:: PROVIDED INFORMATION ::
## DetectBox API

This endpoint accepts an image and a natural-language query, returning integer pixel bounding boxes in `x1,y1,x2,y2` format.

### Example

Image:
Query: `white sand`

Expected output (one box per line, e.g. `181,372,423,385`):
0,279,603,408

:: INSTRUCTION ::
Copy the records above word for word.

:: COMPLETE OUTPUT ::
## DetectBox API

This endpoint accepts an image and a natural-language query, returning integer pixel bounding boxes in `x1,y1,x2,y2` format.

### Example

Image:
Query: `white sand`

Expected output (one box per line, e.g. `181,372,423,385`):
0,279,603,408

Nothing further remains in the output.